• **Required work**
Write out the listing below in its entirety, minus the pictures, without changing a word.

** Material for the task follows **

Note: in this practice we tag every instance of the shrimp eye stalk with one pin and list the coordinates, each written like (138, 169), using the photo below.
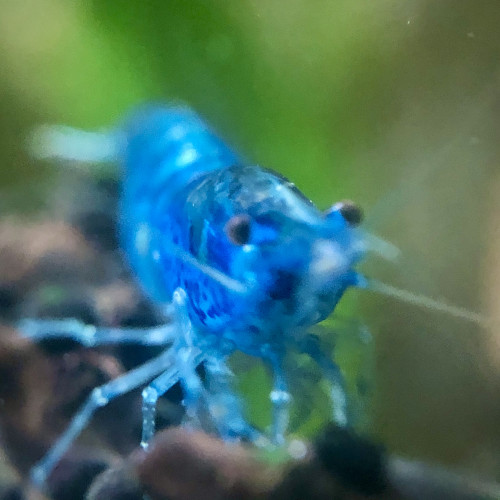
(238, 229)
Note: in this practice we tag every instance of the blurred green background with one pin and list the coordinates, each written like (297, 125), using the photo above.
(393, 104)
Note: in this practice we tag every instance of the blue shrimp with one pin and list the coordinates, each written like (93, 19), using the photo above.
(235, 254)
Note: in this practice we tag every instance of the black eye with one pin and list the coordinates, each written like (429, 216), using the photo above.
(351, 212)
(238, 229)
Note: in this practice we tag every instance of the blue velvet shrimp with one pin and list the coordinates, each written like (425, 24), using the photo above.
(235, 254)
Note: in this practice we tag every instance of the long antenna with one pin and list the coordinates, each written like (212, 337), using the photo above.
(426, 302)
(66, 143)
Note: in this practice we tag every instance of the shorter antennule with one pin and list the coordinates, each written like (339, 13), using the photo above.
(426, 302)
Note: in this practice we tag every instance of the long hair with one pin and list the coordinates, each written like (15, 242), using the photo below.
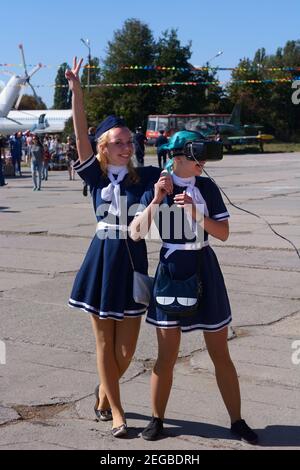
(103, 161)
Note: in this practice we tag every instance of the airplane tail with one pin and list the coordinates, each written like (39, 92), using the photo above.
(235, 118)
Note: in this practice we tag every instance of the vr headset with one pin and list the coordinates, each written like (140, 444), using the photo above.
(200, 150)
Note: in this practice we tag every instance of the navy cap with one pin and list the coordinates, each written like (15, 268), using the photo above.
(108, 123)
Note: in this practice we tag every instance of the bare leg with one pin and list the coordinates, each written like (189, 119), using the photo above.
(108, 370)
(226, 375)
(125, 339)
(162, 374)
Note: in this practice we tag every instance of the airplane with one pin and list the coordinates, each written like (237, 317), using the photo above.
(234, 133)
(39, 121)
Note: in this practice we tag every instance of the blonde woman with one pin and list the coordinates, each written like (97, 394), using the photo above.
(103, 285)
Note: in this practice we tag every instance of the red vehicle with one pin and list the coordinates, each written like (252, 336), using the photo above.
(171, 123)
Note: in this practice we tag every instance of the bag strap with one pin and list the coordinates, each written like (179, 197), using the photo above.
(129, 253)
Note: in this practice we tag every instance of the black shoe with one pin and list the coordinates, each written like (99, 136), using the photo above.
(241, 429)
(154, 430)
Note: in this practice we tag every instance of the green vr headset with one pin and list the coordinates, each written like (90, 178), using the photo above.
(200, 150)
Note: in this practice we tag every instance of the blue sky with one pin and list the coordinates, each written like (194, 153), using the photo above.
(51, 30)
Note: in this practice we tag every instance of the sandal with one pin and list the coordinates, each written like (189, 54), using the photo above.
(120, 431)
(101, 415)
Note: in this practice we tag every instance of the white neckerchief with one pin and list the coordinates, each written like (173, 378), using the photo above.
(191, 190)
(112, 191)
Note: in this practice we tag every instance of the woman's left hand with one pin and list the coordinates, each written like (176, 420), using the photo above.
(183, 200)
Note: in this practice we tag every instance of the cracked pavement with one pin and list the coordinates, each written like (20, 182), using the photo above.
(47, 383)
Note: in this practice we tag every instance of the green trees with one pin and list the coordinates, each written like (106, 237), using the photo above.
(152, 65)
(269, 103)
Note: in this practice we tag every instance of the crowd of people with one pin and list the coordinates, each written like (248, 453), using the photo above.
(40, 152)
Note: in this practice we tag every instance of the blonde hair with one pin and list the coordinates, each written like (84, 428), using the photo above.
(103, 160)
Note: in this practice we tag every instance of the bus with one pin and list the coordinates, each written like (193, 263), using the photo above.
(171, 123)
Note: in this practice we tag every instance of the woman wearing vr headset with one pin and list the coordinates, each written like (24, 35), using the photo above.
(103, 285)
(183, 257)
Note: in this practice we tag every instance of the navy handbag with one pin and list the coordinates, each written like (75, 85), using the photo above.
(177, 297)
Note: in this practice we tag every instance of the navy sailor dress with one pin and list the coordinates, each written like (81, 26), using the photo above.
(103, 284)
(214, 311)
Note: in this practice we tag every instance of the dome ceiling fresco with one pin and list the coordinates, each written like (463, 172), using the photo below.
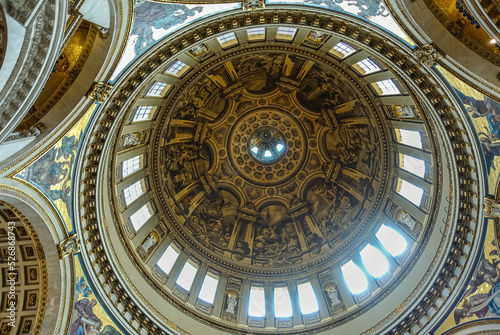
(309, 201)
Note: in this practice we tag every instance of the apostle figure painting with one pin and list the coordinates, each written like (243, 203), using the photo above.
(89, 318)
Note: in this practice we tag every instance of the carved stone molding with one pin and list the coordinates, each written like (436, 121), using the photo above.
(253, 4)
(99, 92)
(32, 132)
(69, 246)
(491, 208)
(40, 51)
(427, 55)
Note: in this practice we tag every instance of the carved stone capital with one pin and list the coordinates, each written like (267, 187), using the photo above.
(427, 55)
(491, 208)
(253, 4)
(69, 246)
(99, 92)
(103, 31)
(32, 132)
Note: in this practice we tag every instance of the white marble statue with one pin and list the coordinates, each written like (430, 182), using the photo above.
(334, 297)
(231, 304)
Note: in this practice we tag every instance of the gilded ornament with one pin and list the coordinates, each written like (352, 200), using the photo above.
(100, 92)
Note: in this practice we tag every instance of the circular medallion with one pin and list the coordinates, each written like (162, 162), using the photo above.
(267, 146)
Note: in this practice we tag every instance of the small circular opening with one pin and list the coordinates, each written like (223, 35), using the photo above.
(267, 144)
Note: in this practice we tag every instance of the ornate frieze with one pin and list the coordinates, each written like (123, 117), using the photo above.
(397, 59)
(69, 246)
(100, 92)
(427, 55)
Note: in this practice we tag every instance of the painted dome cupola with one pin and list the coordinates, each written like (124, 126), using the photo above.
(279, 171)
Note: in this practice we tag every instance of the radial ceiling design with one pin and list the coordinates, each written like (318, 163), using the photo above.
(354, 148)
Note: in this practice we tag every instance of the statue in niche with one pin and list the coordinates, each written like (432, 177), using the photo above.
(405, 111)
(231, 303)
(333, 294)
(150, 242)
(404, 218)
(130, 140)
(316, 36)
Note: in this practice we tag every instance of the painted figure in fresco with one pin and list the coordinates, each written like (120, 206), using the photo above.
(131, 139)
(481, 305)
(490, 139)
(149, 15)
(53, 168)
(81, 287)
(486, 272)
(85, 317)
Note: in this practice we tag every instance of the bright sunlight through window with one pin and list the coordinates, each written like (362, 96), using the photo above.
(307, 298)
(186, 277)
(411, 192)
(167, 260)
(207, 292)
(354, 277)
(392, 241)
(282, 302)
(257, 303)
(374, 261)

** End of Material for the task **

• **Worked solution**
Note: in this practice we tag every instance of the shrimp eye stalk with one pin and list the coordinates, each written like (138, 169), using the photo below.
(238, 229)
Note: in this practice we tag every instance of the blurred green background with one pin and list the coordinates, each written like (297, 125), using the photo above.
(393, 104)
Note: in this practice we tag every instance of the blue shrimp with one pin and list the coordinates, each written like (93, 19), using the photo above.
(235, 254)
Note: in this practice we tag every instance of the black eye with one pin and list the coordinates, each written like (429, 216), using the photo above.
(351, 212)
(238, 229)
Note: in this practice we tag every instance of the blue velvet shrimp with one pin and list the coordinates, each written like (425, 24), using the photo above.
(235, 254)
Note: in this practice we tag every instance of the long antenna with one pin and list the coordinates, each written like (212, 337), using the photo above.
(426, 302)
(66, 143)
Note: in this practice we tag every instance of the shorter antennule with one pin and list the coordinates, each written like (339, 13), using the photo above.
(426, 302)
Note: in this practice we tag every instance of the long hair with one pin and list the coordinates, each written like (15, 242), using the photo below.
(103, 161)
Note: in this practice we tag every instance of the airplane tail with one pin and list the coordinates, each written like (39, 92), using the photo above.
(235, 118)
Note: in this practice we tag every instance of the vr headset with one pin and list the coordinates, each written like (140, 444), using the photo above.
(200, 150)
Note: in this practice we tag every instance of the navy cap with one pin and list the coordinates, each written like (15, 268), using the photo above.
(108, 123)
Note: in this practice we tag every instance of the bare leg with one pin and list the coordinates, each written like (189, 119), using the photo above.
(108, 370)
(226, 375)
(125, 339)
(162, 374)
Note: in this practice we tag every instance of the airplane with one pin and list the coordinates, each written like (237, 317), using the photo above.
(234, 133)
(39, 121)
Note: in this practice we tag every instance of the blonde woman with one pin and list the coordinates, each written like (97, 394), using the photo above.
(103, 285)
Note: in this practice we tag every instance of the red vehicle with one pin and list the coordinates, each written like (252, 336), using the photo above.
(171, 123)
Note: in this practice we tag every instance of the bag strap with one pin and list the coordinates, each written like (179, 197), using the photo above.
(129, 253)
Note: in this practice we tag every instance of the black shoe with one pin and list the coordinates, each written like (99, 136), using the photo above.
(241, 429)
(154, 430)
Note: in this practice we tag every instance of the green vr headset with one pin and list the coordinates, each written like (90, 178), using the photo above.
(200, 150)
Note: in this practice we tag every instance of the blue sky with one pin and list the coordinates, each written like (194, 153), using the photo above.
(51, 30)
Note: in this practice we tag every instance of the sandal with one pin and list the coordinates, each written like (189, 54), using the photo above.
(120, 431)
(101, 415)
Note: in this practice we tag every instance of the white neckerchief with one pin and list the coordinates, each written like (173, 378), using the photo above.
(191, 190)
(112, 191)
Note: in this practice we tag every instance of the woman's left hand with one pin and list the coordinates, each written like (176, 420), using the photo above.
(183, 200)
Note: in this practice we tag every instance of the cracked pavement with one pin and list the coordinates, each written like (20, 182), using the photo above.
(47, 383)
Note: in this practice we tag every instance of the green trees with one pin and list the coordinates, each written like (106, 237), using the photo above.
(152, 65)
(269, 103)
Note: in this practice we tag every instance of the crowd of people with one pin and list the coordinates, each written like (248, 453), using the photo above.
(40, 152)
Note: in this practice we tag every instance of the blonde hair with one pin and list the coordinates, each written like (84, 428), using the photo above.
(103, 160)
Note: in this practice we tag every instance of the bus with one pin and list the coordinates, each written like (193, 263), using the photo above.
(171, 123)
Note: in this practice we tag every instance of the woman wearing vr headset with one pin and list the coordinates, each written like (24, 35), using the photo above.
(103, 285)
(183, 257)
Note: in this practice we tag every instance of the navy handbag with one pin and list the coordinates, each written like (75, 85), using the photo above.
(177, 297)
Note: in this practice we tag every instance of the navy sailor dress with one pin and list the coordinates, each written like (81, 26), using the photo above.
(103, 284)
(214, 311)
Note: in this practice we tag every instance of the dome ceiling fresco with one pin and list the coordinates, each written like (463, 172), using the photo below.
(309, 201)
Note: in this practice we tag every instance of the apostle figure painting with one pin and list the coordinates, each written like (243, 203), using the photo above.
(89, 318)
Note: in this practice we tag every instance of the carved stone molding with one pin and list the coordinates, each written like (436, 121), using the photo above.
(253, 4)
(99, 92)
(32, 132)
(69, 246)
(491, 208)
(40, 51)
(427, 55)
Note: in this practice we tag every instance of the carved stone capital with one pin and list the coordinates, each written like (267, 187), using the photo above.
(427, 55)
(491, 208)
(253, 4)
(69, 246)
(99, 92)
(103, 31)
(32, 132)
Note: in this practice we tag every instance of the white marble statue with one pin and list the coordinates, each written like (430, 182), using the photo above.
(334, 297)
(231, 304)
Note: in this practice we tag every instance of the gilded ornament with one pin and list the coordinates, each written like (352, 200), using the photo above.
(100, 92)
Note: in this practice we tag every instance of the circular medallion with one pin and list the coordinates, each written like (162, 162), using the photo above.
(267, 146)
Note: in this practice we tag every instance of the small circular opening with one pin and list the coordinates, each written like (223, 35), using the photo above.
(267, 144)
Note: in this practice we tag every instance of the ornate frieze with one pin and list the coordinates, each written like (123, 117), using the photo above.
(397, 59)
(69, 246)
(100, 92)
(427, 55)
Note: in this practice we tag every instance of the painted dome cupola with one pin and list the coordinates, each written like (124, 126), using the photo above.
(279, 171)
Note: in this practice we tag every instance of the radial ceiling design with one pin and list the coordinates, each written like (318, 163), using the photo above.
(354, 148)
Note: in this practice we tag every instance of the statue in niche with one pin and list the coordinates, each written like (432, 177), using the photo above.
(405, 111)
(231, 303)
(333, 294)
(150, 242)
(404, 218)
(130, 140)
(316, 36)
Note: in this practice we tag every instance of the painted figure in fresco with one pin and list the coordinates, each written like (120, 206), using the photo above.
(131, 139)
(481, 305)
(490, 139)
(149, 15)
(53, 168)
(81, 287)
(486, 272)
(85, 317)
Note: in this practice we tag every instance of the bright sunlight through window with one pin and list the coordinates, each written like (362, 96), using the photo above.
(307, 298)
(186, 277)
(411, 192)
(167, 260)
(207, 292)
(354, 277)
(392, 241)
(282, 302)
(257, 303)
(374, 261)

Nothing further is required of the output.